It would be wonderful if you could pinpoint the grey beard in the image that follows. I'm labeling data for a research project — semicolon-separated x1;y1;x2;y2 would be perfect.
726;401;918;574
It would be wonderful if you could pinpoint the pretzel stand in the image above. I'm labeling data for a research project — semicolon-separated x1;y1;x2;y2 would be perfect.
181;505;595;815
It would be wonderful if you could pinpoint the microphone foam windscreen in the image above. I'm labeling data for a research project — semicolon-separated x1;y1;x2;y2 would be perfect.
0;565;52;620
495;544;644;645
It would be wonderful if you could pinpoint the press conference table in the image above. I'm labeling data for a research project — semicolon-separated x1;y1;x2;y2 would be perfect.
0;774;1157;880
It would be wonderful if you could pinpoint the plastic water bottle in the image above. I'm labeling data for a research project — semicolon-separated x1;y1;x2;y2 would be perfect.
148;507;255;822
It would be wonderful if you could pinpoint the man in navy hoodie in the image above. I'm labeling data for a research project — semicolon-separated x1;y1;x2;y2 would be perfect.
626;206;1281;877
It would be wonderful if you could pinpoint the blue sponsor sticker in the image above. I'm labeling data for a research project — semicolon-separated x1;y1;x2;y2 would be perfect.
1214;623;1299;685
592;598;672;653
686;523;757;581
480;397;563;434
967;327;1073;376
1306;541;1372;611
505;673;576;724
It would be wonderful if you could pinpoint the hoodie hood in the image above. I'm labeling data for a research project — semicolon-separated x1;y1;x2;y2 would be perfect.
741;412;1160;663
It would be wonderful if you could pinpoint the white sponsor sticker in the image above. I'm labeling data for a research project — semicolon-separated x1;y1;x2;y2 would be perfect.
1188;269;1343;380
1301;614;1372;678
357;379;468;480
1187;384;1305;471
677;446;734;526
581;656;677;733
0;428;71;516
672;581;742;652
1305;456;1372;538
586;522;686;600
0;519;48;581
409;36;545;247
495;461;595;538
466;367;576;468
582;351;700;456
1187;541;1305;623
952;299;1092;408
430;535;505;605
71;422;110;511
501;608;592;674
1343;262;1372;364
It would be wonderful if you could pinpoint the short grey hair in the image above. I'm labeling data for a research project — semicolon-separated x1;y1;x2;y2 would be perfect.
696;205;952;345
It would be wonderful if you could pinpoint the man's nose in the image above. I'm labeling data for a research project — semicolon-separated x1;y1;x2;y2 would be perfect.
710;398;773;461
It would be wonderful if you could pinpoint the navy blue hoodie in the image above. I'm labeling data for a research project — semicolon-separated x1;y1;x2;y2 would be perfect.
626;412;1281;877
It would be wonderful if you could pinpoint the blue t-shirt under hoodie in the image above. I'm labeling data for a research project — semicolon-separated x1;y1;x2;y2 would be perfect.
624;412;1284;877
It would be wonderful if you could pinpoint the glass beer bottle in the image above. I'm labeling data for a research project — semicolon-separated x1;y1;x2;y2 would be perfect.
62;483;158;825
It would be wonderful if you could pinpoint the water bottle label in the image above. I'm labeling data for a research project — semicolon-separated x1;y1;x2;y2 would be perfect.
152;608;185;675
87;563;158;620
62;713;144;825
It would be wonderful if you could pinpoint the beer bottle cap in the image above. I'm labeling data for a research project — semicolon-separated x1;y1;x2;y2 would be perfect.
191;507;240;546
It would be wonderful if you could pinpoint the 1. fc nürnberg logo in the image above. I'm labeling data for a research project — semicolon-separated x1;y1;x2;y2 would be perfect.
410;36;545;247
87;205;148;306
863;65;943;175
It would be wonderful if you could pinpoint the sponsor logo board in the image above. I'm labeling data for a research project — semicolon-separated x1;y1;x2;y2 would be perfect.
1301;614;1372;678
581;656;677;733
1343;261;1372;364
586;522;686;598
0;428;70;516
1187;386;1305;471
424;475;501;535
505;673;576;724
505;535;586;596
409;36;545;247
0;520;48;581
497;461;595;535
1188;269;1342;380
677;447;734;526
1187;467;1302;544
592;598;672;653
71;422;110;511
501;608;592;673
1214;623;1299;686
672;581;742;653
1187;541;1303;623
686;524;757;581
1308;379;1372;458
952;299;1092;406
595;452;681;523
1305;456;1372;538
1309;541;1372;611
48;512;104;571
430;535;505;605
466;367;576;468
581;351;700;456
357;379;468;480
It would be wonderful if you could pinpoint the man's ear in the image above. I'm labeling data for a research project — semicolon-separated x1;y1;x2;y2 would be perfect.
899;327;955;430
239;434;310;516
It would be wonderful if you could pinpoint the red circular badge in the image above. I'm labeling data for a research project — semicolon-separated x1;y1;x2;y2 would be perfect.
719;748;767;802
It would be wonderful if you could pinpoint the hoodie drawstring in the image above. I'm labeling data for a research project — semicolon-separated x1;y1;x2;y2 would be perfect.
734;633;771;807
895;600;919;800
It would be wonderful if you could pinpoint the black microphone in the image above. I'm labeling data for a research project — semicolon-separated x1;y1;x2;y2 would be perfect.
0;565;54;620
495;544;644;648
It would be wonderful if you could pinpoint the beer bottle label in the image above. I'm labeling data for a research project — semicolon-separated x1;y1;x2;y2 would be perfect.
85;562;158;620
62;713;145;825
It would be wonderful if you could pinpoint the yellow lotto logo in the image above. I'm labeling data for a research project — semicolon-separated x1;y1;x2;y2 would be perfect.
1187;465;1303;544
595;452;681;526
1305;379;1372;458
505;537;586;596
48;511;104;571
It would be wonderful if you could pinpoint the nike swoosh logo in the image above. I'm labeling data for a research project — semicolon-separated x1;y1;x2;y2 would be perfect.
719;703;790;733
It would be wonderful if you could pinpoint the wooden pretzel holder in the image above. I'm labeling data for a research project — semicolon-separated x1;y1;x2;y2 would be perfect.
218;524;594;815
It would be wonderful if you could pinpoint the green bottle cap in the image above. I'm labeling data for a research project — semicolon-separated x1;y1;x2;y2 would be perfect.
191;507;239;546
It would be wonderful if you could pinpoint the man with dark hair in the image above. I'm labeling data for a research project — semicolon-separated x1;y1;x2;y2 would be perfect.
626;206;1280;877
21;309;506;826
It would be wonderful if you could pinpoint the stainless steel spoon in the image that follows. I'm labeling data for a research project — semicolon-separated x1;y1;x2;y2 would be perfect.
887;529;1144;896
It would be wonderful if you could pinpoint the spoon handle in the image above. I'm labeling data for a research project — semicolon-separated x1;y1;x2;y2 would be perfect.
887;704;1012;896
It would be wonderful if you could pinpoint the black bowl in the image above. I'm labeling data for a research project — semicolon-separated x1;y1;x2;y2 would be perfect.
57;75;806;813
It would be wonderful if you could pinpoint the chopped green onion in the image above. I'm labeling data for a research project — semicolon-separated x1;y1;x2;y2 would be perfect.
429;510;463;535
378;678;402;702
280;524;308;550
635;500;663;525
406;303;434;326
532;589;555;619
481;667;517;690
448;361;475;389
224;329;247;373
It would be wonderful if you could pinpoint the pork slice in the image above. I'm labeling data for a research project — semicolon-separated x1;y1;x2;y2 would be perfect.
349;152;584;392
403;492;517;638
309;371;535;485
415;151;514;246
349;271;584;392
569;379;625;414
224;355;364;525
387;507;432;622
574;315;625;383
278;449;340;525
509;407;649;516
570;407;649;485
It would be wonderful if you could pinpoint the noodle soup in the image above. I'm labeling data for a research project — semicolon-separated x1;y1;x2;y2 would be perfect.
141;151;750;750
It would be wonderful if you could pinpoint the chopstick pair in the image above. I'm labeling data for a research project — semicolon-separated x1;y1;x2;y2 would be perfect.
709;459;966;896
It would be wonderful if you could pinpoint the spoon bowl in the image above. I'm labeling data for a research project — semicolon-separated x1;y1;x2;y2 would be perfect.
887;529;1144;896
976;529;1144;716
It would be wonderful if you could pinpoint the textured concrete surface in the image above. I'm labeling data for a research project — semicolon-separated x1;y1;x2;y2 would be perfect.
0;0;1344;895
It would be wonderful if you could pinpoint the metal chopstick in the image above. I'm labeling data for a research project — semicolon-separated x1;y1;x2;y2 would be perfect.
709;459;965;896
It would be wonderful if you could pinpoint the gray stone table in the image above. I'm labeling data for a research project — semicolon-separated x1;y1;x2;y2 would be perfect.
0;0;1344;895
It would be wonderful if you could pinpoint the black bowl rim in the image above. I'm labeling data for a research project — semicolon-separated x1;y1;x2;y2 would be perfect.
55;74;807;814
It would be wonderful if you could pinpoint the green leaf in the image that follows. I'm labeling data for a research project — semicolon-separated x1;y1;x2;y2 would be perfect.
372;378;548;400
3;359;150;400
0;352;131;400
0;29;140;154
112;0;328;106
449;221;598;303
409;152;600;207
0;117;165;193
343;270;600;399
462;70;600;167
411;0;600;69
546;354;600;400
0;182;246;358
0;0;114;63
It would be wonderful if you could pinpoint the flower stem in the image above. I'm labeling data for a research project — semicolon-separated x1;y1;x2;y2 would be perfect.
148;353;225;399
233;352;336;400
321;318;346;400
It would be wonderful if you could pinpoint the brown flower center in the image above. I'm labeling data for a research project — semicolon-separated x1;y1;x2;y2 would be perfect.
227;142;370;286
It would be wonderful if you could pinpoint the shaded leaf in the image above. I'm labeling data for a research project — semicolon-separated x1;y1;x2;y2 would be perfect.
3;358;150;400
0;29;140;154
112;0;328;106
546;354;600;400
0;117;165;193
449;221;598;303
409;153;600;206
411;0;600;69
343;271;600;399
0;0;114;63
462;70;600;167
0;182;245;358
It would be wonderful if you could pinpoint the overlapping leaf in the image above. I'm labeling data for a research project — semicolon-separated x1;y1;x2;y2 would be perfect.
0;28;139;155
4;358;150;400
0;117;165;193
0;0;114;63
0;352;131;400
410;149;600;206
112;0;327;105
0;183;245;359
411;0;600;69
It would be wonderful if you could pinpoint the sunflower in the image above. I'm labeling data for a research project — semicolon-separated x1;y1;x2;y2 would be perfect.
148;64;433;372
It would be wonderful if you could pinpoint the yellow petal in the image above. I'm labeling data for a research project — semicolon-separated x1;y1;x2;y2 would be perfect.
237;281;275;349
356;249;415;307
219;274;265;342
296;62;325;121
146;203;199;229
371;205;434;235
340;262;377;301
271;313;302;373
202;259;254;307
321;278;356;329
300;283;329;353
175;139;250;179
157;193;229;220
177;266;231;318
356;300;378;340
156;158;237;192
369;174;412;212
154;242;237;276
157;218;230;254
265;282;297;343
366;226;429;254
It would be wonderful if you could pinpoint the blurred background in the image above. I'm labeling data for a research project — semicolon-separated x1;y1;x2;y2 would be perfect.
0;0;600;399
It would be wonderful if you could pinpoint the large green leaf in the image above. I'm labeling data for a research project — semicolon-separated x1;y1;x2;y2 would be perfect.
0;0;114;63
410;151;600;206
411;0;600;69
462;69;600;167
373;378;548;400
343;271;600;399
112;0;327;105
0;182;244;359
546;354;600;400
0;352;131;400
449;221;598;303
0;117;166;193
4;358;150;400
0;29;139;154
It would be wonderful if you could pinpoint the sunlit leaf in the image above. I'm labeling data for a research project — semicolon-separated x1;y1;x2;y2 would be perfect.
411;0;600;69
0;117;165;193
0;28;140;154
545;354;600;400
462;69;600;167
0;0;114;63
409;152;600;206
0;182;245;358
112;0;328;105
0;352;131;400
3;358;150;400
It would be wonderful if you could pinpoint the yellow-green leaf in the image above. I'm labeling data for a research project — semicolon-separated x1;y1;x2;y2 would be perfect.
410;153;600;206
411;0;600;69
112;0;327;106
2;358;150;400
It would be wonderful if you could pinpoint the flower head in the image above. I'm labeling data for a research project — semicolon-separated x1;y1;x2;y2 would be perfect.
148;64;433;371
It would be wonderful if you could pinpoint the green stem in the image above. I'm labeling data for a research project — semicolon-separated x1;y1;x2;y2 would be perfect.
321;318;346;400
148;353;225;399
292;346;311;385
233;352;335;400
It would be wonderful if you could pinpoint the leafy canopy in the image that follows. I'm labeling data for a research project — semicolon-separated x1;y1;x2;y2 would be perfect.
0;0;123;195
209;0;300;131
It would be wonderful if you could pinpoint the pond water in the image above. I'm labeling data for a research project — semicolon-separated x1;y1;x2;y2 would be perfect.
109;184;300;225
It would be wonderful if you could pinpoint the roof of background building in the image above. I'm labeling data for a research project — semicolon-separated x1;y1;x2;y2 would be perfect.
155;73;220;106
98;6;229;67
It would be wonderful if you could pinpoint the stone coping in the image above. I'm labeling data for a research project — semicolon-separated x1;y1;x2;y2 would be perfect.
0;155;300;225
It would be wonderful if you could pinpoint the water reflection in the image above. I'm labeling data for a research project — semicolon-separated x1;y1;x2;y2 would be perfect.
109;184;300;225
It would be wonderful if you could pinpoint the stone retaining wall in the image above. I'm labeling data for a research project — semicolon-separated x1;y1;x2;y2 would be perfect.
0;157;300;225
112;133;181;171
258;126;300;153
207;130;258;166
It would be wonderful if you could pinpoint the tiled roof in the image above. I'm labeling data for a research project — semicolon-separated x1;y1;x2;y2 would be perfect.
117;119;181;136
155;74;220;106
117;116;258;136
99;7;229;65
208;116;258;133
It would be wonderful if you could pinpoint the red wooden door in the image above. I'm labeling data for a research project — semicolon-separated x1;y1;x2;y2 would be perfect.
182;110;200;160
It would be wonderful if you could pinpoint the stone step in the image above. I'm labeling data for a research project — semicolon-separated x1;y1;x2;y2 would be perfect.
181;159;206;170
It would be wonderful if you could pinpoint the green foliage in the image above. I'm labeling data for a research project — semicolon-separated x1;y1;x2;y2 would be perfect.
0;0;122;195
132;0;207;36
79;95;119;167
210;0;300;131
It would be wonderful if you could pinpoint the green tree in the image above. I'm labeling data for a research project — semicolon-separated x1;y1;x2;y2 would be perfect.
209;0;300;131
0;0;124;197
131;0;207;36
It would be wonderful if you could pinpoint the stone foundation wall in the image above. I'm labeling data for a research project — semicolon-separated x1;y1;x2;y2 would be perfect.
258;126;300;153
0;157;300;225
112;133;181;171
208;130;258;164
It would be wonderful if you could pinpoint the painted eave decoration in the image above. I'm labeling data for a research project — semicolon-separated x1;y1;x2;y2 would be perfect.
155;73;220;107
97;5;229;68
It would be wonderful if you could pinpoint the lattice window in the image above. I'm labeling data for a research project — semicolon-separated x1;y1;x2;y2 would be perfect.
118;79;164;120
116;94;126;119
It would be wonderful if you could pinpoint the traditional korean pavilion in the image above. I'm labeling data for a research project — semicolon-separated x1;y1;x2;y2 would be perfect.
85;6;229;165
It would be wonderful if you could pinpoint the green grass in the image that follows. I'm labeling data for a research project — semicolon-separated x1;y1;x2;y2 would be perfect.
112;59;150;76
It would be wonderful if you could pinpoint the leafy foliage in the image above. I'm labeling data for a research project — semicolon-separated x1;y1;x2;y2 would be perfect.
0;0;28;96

===

Format the lines of the material from the one containing "It would be wonderful if you could pinpoint the microphone" through the one containing "1343;262;1372;364", both included, as a JSON list of strings with one string per line, leaving out blank lines.

== Task answer ==
[
  "It would be wonderful if you could pinpoint the microphone foam windscreen in the image above. I'm labeling data for a research project — semicolon-separated x1;y1;x2;y2 would be perfect.",
  "0;565;52;620",
  "495;544;644;645",
  "It would be wonderful if you could pinpoint the press conference table in the image above. I'm labeling data for a research project — semicolon-separated x1;y1;x2;y2 would be perfect.",
  "0;774;1157;880",
  "It would be wonderful if you could pinpoint the plastic water bottle in the image above. I'm labeling data for a research project — semicolon-separated x1;y1;x2;y2 would be perfect.",
  "148;507;255;822",
  "It would be wonderful if you could pinpoint the man in navy hoodie in the image above. I'm labeling data for a research project — semicolon-separated x1;y1;x2;y2 would be perfect.",
  "626;206;1281;877",
  "It would be wonderful if you could pinpoint the blue sponsor sticker in the image above. I'm labeling data for a research project — semicolon-separated x1;y1;x2;y2 would be perfect.",
  "1214;623;1299;685",
  "592;598;672;653",
  "686;523;757;581",
  "480;397;563;434",
  "967;327;1073;376",
  "1306;541;1372;611",
  "505;673;576;724",
  "It would be wonderful if you could pinpoint the hoodie hood in the image above. I'm labeling data for a research project — semicolon-separated x1;y1;x2;y2 would be perfect.",
  "741;412;1160;663",
  "It would be wonderful if you could pinpoint the white sponsor sticker in the image above. I'm labeling data for a research project — semicolon-separated x1;y1;x2;y2 would be perfect.",
  "1188;269;1343;380",
  "1301;614;1372;678",
  "357;379;468;480",
  "1187;384;1305;471",
  "677;446;734;526",
  "581;656;677;733",
  "0;428;71;516",
  "672;581;742;652",
  "1305;456;1372;538",
  "586;522;686;600",
  "0;519;48;581",
  "409;36;545;247",
  "495;461;595;538",
  "466;367;576;468",
  "582;351;700;456",
  "1187;541;1305;623",
  "952;299;1092;408",
  "430;535;505;605",
  "71;422;110;511",
  "501;608;592;674",
  "1343;262;1372;364"
]